Document extract –
Stop Anti-Asian Hate
by Allison Lam
The rise of Asian hate in America has recently become more prominent in society today, but when did it really start?
Some say it began with the rise of the COVID-19 pandemic. American citizens, whether it be ordinary people or those higher in power like the former president, Donald J. Trump, began to blame China for the rise of the virus. Soon after, people went after Asians living in America, blaming them for the spread of the virus in America. But, is this really where Asian hate began? Looking back in our history, Asian hate is something that has been going on for many years. One of the most noted Asian hate crimes was back in 1982, with the murder of Vincent Chin.
Vincent Chin was a Chinese American man, living in Michigan, who was murdered by two white autoworkers. Their reasoning? Because Japanese Americans were supposedly “taking all of their jobs.” Obviously, this was an Asian- American hate crime, and was known to be one of the first things to spark people to start rallying for justice against Asian hate.

Source data –
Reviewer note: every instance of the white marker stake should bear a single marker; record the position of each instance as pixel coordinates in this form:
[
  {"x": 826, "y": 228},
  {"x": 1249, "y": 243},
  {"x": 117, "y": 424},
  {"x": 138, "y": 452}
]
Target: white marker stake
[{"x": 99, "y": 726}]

Work request A – Please rewrite the stretch of the anti-Asian hate article from "Vincent Chin was" through "against Asian hate.", changing "Michigan" to "Ohio".
Work request B – According to the anti-Asian hate article, who murdered Vincent Chin?

Written response A –
Vincent Chin was a Chinese American man, living in Ohio, who was murdered by two white autoworkers. Their reasoning? Because Japanese Americans were supposedly “taking all of their jobs.” Obviously, this was an Asian- American hate crime, and was known to be one of the first things to spark people to start rallying for justice against Asian hate.

Written response B – Two white autoworkers.